▸ **Provided passage**:

= Beginning of Section =

At that point, I was smug.  Sometimes I forget that there is a real world on the other side of the drywall and peeling paint.  I crawled out of my bat cave and went outside to feel the fresh air stinging my skin and sunlight flooding into my eyes for the first time in ages.  
When I got to the point where I finished everything that didn’t require the use of the Internet, I fished out my trusty ethernet cable and connected to the Internet.  Unfortunately, that meant that I was unable to get Internet access from anywhere I wanted in the house, because I was limited to the length of the cable.  This was a luxury that I will have to deal with until I get my wireless problem fixed.  I had to sacrifice physical mobility in order to reach my digital destination. 
Needless to say, I was unhappy with this situation.  I was tethered to the wall by a 5 foot short cable, like a pet leashed to her owner.  Like a prisoner bound to the cell wall.  Like an unborn baby attached to her mother by a thin umbilical cord, feeding her the packets of information that she so greedily craves to keep her digital life alive. 
Isn’t that what we are?  Aren’t we just like babies - naive, unsure of the world around us - connected to our all-knowing mother, the Internet, through a series of networked cables that feed information to our hungry, curious minds?  In my case, the cable is dusty and grey.  
We are collecting information, non-stop, trying to organize the world’s knowledge into a database that we can easily access.  We are so absorbed in making this infinite Tower of Babel that we feel disoriented when we no longer have access to it.  Is this controlling our life, or are we controlling the life that we are living in?  Are all our efforts put into the quest for unbounded knowledge that our lives are centred around it?  Does my ethernet cable constrain and dictate what I do, or am I in control of when and where I have Internet?

= End of Section =

▸ **Excerpted data**:
= Beginning of Section =

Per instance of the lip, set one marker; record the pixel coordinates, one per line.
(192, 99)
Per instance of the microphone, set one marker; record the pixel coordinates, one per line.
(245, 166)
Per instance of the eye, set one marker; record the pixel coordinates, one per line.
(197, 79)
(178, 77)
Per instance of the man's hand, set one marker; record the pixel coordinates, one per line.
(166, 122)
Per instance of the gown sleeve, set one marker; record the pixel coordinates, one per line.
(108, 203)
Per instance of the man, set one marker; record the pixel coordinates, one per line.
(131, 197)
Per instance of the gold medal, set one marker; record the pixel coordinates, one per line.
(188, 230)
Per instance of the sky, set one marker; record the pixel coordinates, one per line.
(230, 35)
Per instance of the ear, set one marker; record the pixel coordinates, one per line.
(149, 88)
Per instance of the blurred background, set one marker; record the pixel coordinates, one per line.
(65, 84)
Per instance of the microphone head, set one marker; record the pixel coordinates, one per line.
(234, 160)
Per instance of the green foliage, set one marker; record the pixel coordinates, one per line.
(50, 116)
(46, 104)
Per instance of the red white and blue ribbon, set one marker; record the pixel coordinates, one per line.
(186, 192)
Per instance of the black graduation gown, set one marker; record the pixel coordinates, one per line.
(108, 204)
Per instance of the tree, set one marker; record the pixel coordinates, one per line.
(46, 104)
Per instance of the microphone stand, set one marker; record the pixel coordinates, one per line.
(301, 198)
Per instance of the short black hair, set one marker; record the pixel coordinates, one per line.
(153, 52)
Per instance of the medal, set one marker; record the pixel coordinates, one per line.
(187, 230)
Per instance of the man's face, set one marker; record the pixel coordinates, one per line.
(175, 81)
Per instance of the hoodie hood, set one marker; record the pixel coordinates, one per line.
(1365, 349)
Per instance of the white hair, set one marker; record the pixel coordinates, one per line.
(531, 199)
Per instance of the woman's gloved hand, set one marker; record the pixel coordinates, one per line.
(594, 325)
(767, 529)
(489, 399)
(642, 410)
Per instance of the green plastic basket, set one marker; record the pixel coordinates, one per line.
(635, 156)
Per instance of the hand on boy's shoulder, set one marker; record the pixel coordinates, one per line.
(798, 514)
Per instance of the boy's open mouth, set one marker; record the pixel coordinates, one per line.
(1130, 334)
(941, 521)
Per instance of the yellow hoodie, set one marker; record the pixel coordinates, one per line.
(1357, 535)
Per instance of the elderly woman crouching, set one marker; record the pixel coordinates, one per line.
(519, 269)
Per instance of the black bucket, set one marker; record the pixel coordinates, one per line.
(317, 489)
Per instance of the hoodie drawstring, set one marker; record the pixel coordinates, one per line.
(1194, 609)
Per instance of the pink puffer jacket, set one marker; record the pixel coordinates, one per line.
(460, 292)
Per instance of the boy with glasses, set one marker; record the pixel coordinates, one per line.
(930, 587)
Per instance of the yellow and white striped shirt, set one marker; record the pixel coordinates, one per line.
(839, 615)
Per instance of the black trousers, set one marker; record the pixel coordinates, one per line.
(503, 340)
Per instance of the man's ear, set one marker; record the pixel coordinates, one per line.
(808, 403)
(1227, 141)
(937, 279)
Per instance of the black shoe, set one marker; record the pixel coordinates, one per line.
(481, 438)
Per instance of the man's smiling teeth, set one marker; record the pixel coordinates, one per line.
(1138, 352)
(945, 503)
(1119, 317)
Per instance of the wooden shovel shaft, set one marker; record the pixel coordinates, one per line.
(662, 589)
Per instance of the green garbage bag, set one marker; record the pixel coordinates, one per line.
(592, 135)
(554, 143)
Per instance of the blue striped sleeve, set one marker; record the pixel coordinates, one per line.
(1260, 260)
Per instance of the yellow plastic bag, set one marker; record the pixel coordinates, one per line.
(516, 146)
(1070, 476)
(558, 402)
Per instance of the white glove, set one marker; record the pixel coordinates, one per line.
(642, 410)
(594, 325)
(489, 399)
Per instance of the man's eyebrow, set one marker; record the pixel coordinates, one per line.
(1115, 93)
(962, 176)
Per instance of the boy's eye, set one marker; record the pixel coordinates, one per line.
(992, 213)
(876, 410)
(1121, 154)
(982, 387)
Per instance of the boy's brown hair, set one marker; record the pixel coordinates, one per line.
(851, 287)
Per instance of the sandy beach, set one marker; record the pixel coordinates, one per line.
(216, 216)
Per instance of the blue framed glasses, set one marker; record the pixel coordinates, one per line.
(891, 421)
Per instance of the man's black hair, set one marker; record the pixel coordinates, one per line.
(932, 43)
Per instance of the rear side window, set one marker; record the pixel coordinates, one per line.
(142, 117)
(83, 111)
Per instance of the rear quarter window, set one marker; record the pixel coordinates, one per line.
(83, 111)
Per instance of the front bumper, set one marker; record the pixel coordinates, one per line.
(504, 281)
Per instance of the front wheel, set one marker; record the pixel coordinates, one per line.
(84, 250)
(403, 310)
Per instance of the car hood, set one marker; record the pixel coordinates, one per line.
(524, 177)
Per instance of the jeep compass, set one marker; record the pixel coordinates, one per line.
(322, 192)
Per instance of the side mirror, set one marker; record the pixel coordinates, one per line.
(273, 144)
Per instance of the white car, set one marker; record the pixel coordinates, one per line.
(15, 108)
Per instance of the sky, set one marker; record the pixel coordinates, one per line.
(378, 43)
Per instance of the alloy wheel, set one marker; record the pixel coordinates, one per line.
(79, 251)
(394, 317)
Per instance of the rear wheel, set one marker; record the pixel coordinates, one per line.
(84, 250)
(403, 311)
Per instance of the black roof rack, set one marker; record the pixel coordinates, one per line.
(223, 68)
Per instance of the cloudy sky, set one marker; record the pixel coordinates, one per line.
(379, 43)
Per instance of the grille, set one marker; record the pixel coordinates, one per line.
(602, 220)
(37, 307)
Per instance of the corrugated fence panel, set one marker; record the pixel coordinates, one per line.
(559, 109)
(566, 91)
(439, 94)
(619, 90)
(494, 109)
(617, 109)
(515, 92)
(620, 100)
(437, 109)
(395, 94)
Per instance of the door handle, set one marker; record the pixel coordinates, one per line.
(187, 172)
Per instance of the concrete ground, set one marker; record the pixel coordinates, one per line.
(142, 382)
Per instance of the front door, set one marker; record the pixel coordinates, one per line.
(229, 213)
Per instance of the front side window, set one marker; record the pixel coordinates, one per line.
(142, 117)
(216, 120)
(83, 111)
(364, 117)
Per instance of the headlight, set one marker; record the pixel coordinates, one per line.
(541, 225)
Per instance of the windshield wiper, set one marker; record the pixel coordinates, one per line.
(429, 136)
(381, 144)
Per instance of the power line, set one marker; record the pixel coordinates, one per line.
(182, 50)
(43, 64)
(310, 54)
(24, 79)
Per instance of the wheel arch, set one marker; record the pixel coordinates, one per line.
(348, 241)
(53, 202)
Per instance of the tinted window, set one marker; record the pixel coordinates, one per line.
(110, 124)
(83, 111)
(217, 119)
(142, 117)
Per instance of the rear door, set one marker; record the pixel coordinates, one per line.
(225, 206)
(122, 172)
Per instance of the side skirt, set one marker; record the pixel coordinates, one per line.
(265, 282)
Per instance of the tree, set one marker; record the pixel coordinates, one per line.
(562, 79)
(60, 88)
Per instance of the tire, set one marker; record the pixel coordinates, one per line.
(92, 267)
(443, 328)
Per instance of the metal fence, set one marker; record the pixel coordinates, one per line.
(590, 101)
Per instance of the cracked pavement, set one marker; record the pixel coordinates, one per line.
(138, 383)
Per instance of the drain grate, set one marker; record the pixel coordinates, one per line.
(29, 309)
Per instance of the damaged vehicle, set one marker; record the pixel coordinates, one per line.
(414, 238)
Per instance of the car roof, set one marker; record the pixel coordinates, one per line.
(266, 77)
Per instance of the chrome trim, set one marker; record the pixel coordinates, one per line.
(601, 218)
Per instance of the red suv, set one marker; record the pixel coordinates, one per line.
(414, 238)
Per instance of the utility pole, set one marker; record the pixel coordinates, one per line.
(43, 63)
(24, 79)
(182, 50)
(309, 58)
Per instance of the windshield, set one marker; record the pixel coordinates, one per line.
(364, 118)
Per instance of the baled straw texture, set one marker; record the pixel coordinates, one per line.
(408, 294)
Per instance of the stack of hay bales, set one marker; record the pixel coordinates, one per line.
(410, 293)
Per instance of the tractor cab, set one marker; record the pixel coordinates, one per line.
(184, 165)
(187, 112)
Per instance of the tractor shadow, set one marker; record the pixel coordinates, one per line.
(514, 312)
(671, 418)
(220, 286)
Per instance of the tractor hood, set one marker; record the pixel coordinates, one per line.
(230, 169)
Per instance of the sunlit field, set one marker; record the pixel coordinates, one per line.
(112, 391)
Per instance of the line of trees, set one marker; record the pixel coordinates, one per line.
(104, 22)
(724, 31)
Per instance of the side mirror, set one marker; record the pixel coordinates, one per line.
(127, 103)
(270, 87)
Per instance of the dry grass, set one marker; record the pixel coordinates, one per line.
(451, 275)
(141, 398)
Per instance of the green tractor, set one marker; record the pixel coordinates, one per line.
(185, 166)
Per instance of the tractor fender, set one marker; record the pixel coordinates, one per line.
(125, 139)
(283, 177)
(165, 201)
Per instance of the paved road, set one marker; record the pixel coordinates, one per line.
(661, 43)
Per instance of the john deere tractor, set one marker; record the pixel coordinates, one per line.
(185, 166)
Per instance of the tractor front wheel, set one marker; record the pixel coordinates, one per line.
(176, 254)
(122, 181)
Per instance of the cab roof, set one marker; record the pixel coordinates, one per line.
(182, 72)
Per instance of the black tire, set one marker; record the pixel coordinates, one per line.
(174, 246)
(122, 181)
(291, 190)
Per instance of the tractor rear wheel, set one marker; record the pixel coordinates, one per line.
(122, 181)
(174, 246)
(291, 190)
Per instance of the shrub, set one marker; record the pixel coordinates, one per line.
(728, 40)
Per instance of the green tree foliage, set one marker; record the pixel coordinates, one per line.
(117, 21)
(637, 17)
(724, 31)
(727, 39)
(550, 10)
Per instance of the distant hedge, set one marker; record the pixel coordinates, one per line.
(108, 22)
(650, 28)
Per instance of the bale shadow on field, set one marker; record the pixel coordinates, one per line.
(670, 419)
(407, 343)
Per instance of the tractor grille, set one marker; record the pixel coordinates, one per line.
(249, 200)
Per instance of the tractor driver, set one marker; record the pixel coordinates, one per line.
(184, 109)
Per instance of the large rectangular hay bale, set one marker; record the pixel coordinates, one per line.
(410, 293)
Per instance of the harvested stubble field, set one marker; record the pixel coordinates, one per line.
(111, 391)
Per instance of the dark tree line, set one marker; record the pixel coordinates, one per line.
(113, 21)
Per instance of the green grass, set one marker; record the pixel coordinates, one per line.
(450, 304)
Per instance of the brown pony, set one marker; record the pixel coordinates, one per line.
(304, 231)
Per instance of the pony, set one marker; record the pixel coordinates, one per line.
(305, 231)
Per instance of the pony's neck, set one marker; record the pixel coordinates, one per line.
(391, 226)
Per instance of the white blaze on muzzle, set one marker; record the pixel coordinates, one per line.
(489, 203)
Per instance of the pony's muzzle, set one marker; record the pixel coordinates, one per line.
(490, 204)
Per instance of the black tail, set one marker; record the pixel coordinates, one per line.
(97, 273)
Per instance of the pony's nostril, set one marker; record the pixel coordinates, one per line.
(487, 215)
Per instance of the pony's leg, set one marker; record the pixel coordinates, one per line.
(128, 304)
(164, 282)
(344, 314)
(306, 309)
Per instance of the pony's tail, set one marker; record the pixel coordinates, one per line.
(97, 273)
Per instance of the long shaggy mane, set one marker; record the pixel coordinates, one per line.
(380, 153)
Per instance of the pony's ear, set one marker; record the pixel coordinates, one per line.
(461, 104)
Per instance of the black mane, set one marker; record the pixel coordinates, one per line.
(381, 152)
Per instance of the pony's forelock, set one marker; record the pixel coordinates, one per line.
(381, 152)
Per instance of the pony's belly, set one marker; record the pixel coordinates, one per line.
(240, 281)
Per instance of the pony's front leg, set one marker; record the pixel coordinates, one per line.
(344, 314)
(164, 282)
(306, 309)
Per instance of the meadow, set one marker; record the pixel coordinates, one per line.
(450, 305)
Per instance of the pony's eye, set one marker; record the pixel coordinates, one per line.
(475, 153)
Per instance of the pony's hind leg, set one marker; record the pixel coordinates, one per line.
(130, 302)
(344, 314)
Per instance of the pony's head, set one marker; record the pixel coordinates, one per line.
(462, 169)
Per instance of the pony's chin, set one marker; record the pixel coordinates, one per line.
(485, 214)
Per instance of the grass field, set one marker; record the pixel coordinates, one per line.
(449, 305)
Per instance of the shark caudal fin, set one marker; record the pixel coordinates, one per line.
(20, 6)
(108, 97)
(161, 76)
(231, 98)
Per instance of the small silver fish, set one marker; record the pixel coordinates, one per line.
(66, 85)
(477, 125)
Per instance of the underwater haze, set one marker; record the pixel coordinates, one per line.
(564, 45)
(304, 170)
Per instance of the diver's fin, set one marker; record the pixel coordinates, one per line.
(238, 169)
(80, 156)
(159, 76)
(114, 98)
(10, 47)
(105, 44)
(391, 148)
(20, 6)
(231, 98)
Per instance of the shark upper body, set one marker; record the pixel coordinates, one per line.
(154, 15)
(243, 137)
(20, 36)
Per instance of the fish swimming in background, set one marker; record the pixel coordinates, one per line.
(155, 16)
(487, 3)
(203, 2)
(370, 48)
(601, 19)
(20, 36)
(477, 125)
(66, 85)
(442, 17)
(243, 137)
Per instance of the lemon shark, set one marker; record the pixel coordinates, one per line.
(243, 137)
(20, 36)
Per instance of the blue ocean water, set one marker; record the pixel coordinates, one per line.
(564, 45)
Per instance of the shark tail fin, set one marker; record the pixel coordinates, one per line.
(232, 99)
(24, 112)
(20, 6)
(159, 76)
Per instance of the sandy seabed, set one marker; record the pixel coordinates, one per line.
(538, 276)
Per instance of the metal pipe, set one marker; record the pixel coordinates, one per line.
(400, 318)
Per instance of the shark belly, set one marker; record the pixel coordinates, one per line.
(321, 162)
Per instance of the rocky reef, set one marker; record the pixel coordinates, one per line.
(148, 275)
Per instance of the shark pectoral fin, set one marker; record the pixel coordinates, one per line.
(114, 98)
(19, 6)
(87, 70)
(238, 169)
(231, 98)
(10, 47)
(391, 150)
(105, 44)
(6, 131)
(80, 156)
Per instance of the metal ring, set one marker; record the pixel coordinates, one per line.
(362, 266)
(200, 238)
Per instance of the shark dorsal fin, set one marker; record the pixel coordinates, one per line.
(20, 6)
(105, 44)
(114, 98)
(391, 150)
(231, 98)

= End of Section =

▸ **The problem**:
From the ethernet-cable passage above, write out the stretch from "When I got to" through "digital life alive." word for word.

▸ **Answer space**:
When I got to the point where I finished everything that didn’t require the use of the Internet, I fished out my trusty ethernet cable and connected to the Internet.  Unfortunately, that meant that I was unable to get Internet access from anywhere I wanted in the house, because I was limited to the length of the cable.  This was a luxury that I will have to deal with until I get my wireless problem fixed.  I had to sacrifice physical mobility in order to reach my digital destination. 
Needless to say, I was unhappy with this situation.  I was tethered to the wall by a 5 foot short cable, like a pet leashed to her owner.  Like a prisoner bound to the cell wall.  Like an unborn baby attached to her mother by a thin umbilical cord, feeding her the packets of information that she so greedily craves to keep her digital life alive.